TASK INSTRUCTIONS:
Exact reproduction of all the data is required, with pictures excluded.

Stored data entries:
--- --- ---

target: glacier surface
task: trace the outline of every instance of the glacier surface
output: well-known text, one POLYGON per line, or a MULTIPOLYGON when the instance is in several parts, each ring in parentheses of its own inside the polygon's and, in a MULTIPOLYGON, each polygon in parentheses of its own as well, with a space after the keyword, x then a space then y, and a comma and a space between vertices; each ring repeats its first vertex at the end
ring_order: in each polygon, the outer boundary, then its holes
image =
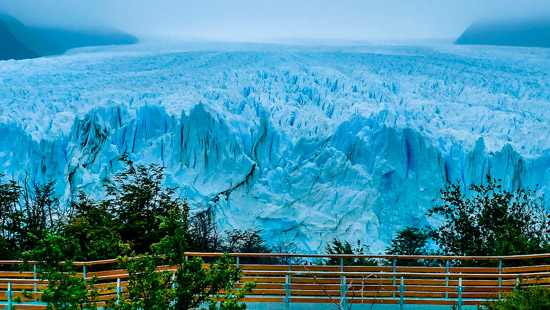
MULTIPOLYGON (((550 197, 550 49, 139 44, 0 62, 0 173, 102 195, 129 153, 225 229, 384 250, 446 182, 550 197)), ((546 199, 548 201, 548 198, 546 199)))

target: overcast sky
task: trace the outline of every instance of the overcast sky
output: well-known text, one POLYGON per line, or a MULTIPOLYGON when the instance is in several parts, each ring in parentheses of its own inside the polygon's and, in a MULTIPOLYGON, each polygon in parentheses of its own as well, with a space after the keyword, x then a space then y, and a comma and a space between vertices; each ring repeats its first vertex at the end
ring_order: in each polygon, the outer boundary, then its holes
POLYGON ((479 19, 550 18, 550 0, 0 0, 2 9, 27 24, 224 41, 450 39, 479 19))

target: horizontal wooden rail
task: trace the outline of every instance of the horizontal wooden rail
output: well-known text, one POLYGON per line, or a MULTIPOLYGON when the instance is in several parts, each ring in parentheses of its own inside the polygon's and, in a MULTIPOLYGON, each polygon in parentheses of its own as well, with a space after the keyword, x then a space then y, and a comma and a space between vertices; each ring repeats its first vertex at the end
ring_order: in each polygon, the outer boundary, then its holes
MULTIPOLYGON (((206 253, 206 252, 185 252, 187 257, 221 257, 225 253, 206 253)), ((325 259, 386 259, 386 260, 453 260, 453 261, 508 261, 508 260, 533 260, 550 259, 550 253, 527 254, 527 255, 509 255, 509 256, 448 256, 448 255, 354 255, 354 254, 290 254, 290 253, 227 253, 230 257, 245 258, 325 258, 325 259)), ((21 260, 0 260, 0 265, 20 265, 21 260)), ((86 262, 72 262, 74 266, 94 266, 116 264, 117 259, 105 259, 86 262)), ((29 261, 28 265, 34 265, 36 262, 29 261)))
MULTIPOLYGON (((186 252, 189 257, 221 257, 224 253, 202 253, 186 252)), ((525 260, 525 259, 543 259, 550 258, 550 253, 529 254, 529 255, 510 255, 510 256, 445 256, 445 255, 354 255, 354 254, 275 254, 275 253, 229 253, 231 257, 256 257, 256 258, 334 258, 334 259, 399 259, 399 260, 457 260, 457 261, 499 261, 499 260, 525 260)))

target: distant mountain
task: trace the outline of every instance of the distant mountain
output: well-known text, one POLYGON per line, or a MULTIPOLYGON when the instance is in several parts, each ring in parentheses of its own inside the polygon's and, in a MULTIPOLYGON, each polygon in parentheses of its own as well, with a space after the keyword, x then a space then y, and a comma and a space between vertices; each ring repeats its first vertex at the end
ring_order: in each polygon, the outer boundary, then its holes
POLYGON ((136 37, 116 29, 60 29, 29 27, 0 15, 0 60, 62 54, 84 46, 133 44, 136 37))
POLYGON ((84 46, 134 44, 136 37, 116 29, 65 30, 57 28, 31 28, 36 34, 51 40, 63 50, 84 46))
POLYGON ((0 59, 25 59, 38 55, 19 41, 8 25, 0 20, 0 59))
POLYGON ((550 18, 476 22, 456 44, 550 47, 550 18))

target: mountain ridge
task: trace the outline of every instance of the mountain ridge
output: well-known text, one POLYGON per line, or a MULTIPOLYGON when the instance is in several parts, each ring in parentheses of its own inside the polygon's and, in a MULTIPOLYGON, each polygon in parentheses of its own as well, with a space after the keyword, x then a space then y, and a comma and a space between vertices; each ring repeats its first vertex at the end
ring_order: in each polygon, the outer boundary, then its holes
POLYGON ((462 33, 456 44, 550 48, 550 17, 478 21, 462 33))
POLYGON ((115 29, 60 29, 29 27, 14 17, 0 14, 0 60, 29 59, 63 54, 84 46, 134 44, 132 35, 115 29))

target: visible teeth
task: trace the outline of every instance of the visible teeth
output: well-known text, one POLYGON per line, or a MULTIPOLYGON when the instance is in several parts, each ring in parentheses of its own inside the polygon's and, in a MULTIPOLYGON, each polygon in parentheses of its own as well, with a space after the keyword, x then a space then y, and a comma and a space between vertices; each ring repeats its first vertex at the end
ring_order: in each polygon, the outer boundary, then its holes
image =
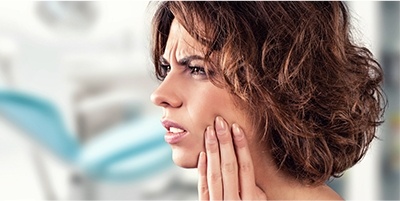
POLYGON ((170 127, 169 128, 169 132, 171 132, 171 133, 182 133, 182 132, 184 132, 184 130, 182 130, 180 128, 170 127))

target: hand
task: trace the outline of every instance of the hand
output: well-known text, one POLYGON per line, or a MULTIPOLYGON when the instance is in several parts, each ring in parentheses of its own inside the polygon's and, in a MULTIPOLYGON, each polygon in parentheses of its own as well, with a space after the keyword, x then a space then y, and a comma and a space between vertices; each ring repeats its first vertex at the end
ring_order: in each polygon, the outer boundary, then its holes
POLYGON ((217 117, 205 133, 206 153, 198 161, 200 200, 266 200, 256 186, 253 161, 243 130, 217 117), (232 135, 233 134, 233 135, 232 135), (233 136, 233 137, 232 137, 233 136))

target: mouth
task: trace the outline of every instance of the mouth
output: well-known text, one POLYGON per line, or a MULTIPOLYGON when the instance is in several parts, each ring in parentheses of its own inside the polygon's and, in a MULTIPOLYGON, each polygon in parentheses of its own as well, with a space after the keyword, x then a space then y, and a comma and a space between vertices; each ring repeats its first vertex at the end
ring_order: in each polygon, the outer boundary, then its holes
POLYGON ((176 127, 169 127, 169 129, 167 129, 167 130, 168 130, 168 132, 174 133, 174 134, 186 132, 185 130, 180 129, 180 128, 176 128, 176 127))
POLYGON ((183 128, 183 126, 181 126, 178 123, 175 123, 173 121, 163 120, 161 123, 165 127, 165 129, 167 129, 168 132, 171 132, 171 133, 186 132, 186 130, 183 128))
POLYGON ((183 137, 188 134, 186 129, 175 122, 164 120, 162 121, 162 125, 165 127, 165 129, 167 129, 164 139, 169 144, 176 144, 180 142, 183 137))

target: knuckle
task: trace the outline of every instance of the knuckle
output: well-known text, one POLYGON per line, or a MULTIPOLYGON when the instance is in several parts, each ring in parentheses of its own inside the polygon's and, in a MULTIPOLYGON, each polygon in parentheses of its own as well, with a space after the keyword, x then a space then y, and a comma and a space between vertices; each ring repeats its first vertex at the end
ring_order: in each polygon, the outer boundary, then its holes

--- --- ---

ANSWER SPACE:
target: glacier surface
task: trace the outline of every instance of the glacier surface
output: well-known text, one POLYGON per line, or a MULTIPOLYGON when the instance is in several parts, each ring in parentheses of its own inside the polygon's and, in a MULTIPOLYGON, each polygon in parentheses of its own as well, with a space after the keyword, x then a space then y, and a comma and a space between vertices; each ring repeats its first vertex at the end
ring_order: in each polygon, the outer boundary, then its holes
image =
MULTIPOLYGON (((550 197, 550 49, 139 44, 0 62, 0 173, 102 195, 129 153, 225 229, 384 250, 446 182, 550 197)), ((546 199, 548 201, 548 198, 546 199)))

target: overcast sky
task: trace the outline of every instance of the overcast sky
output: well-known text, one POLYGON per line, or a MULTIPOLYGON when the instance is in several parts, each ring in parentheses of its own inside the polygon's and, in a MULTIPOLYGON, each polygon in parentheses of its own as well, with a space after the keyword, x then a space then y, and a comma and a space between vertices; each ring repeats its first vertex at the end
ring_order: in each polygon, the outer boundary, then its holes
POLYGON ((479 19, 550 18, 550 0, 0 0, 2 9, 27 24, 224 41, 450 39, 479 19))

target: horizontal wooden rail
task: trace the outline of every instance of the horizontal wooden rail
output: well-known text, one POLYGON per line, or a MULTIPOLYGON when the instance is in several parts, each ring in parentheses of its own inside the polygon's and, in a MULTIPOLYGON, each polygon in parentheses of its own as well, with a space after the keyword, x then a space then y, and a comma and a space between vertices; each ring repeats its first vertex at the end
ring_order: in each polygon, the outer boundary, then its holes
MULTIPOLYGON (((206 253, 206 252, 185 252, 187 257, 221 257, 225 253, 206 253)), ((325 259, 386 259, 386 260, 453 260, 453 261, 508 261, 508 260, 533 260, 550 259, 550 253, 527 254, 527 255, 509 255, 509 256, 448 256, 448 255, 354 255, 354 254, 290 254, 290 253, 227 253, 230 257, 245 258, 325 258, 325 259)), ((21 260, 0 260, 0 265, 20 265, 21 260)), ((86 262, 72 262, 74 266, 94 266, 116 264, 117 259, 105 259, 86 262)), ((29 261, 28 265, 34 265, 36 262, 29 261)))
MULTIPOLYGON (((186 252, 189 257, 221 257, 224 253, 202 253, 186 252)), ((525 260, 525 259, 543 259, 550 258, 550 253, 529 254, 529 255, 510 255, 510 256, 445 256, 445 255, 354 255, 354 254, 275 254, 275 253, 229 253, 231 257, 256 257, 256 258, 334 258, 334 259, 399 259, 399 260, 457 260, 457 261, 499 261, 499 260, 525 260)))

target: distant mountain
task: trace the outline of every instance of the distant mountain
output: well-known text, one POLYGON per line, or a MULTIPOLYGON when the instance is in several parts, each ring in parentheses of its own inside the polygon's and, in a MULTIPOLYGON, each polygon in parentheses of its own as well, with a space after the keyword, x then a space then y, and a comma and a space between vertices; each ring repeats its first vertex at the end
ring_order: in each polygon, the outer boundary, then its holes
POLYGON ((136 37, 116 29, 60 29, 29 27, 0 15, 0 60, 62 54, 84 46, 133 44, 136 37))
POLYGON ((84 46, 134 44, 136 37, 116 29, 65 30, 57 28, 31 28, 36 34, 51 40, 63 50, 84 46))
POLYGON ((0 59, 25 59, 38 55, 19 41, 8 25, 0 20, 0 59))
POLYGON ((550 18, 476 22, 456 44, 550 47, 550 18))

target: mountain ridge
task: trace the outline of every instance of the mountain ridge
output: well-known text, one POLYGON per line, or a MULTIPOLYGON when the instance is in several parts, each ring in parentheses of its own inside the polygon's and, in a MULTIPOLYGON, each polygon in parentheses of its own as well, with a space after the keyword, x then a space then y, and a comma and a space between vertices; each ring repeats its first vertex at the end
ring_order: in each polygon, the outer boundary, then its holes
POLYGON ((462 33, 456 44, 550 48, 550 17, 478 21, 462 33))
POLYGON ((115 29, 60 29, 29 27, 14 17, 0 14, 0 60, 29 59, 63 54, 84 46, 134 44, 132 35, 115 29))

target: visible teeth
task: trace the outline of every instance of the visible teeth
output: well-known text, one POLYGON per line, or a MULTIPOLYGON when the instance is in several parts, each ring in parentheses of its own inside the polygon's and, in a MULTIPOLYGON, each polygon in parentheses of its own as well, with a space after the keyword, x then a space then y, and a comma and a space between vertices; each ring repeats its first vertex at the end
ring_order: in each polygon, the outer boundary, then its holes
image =
POLYGON ((170 127, 169 128, 169 132, 171 132, 171 133, 182 133, 182 132, 184 132, 184 130, 182 130, 180 128, 170 127))

target: hand
task: trace the outline of every instance of the hand
output: well-known text, one POLYGON per line, or a MULTIPOLYGON when the instance is in several parts, each ring in parentheses of its own inside the polygon's and, in a MULTIPOLYGON, each polygon in parentheses of its own as well, with a space after the keyword, x then a space then y, and a comma and a space between vertices; each ring repeats its first vertex at the end
ring_order: in each polygon, the outer boundary, then its holes
POLYGON ((217 117, 205 133, 206 153, 198 161, 200 200, 266 200, 256 186, 253 161, 243 130, 217 117), (232 135, 233 134, 233 135, 232 135), (233 136, 233 137, 232 137, 233 136))

target: mouth
task: trace the outline of every instance of the mouth
output: well-known text, one POLYGON per line, or a MULTIPOLYGON when the instance is in several parts, each ring in parentheses of its own inside the polygon's and, in a MULTIPOLYGON, each polygon in parentheses of its own as well, with a space after the keyword, x then a space then y, and a comma and a space between vertices; each ring repeats its first vertex at the end
ring_order: in each polygon, the outer boundary, then its holes
POLYGON ((176 127, 169 127, 169 129, 167 129, 167 130, 168 130, 168 132, 174 133, 174 134, 186 132, 185 130, 180 129, 180 128, 176 128, 176 127))
POLYGON ((183 128, 183 126, 181 126, 178 123, 175 123, 173 121, 163 120, 161 123, 165 127, 165 129, 167 129, 168 132, 171 132, 171 133, 186 132, 186 130, 183 128))
POLYGON ((183 137, 188 134, 186 129, 175 122, 164 120, 162 121, 162 125, 165 127, 165 129, 167 129, 164 139, 169 144, 176 144, 180 142, 183 137))

target: knuckle
task: trace the outline of every instance of the knuckle
output: well-known text, one POLYGON per line, or a MULTIPOLYGON when the instance is in several parts, each ring in parentheses of its own inside the polygon's and, in a MULTIPOLYGON, each polygon in parentheses of its own as well, with a space after the keyword, x then a space then y, and a comma and a space between vertices; each ring repeats its first vertex at the end
ring_order: in each polygon, the outer boundary, then its holes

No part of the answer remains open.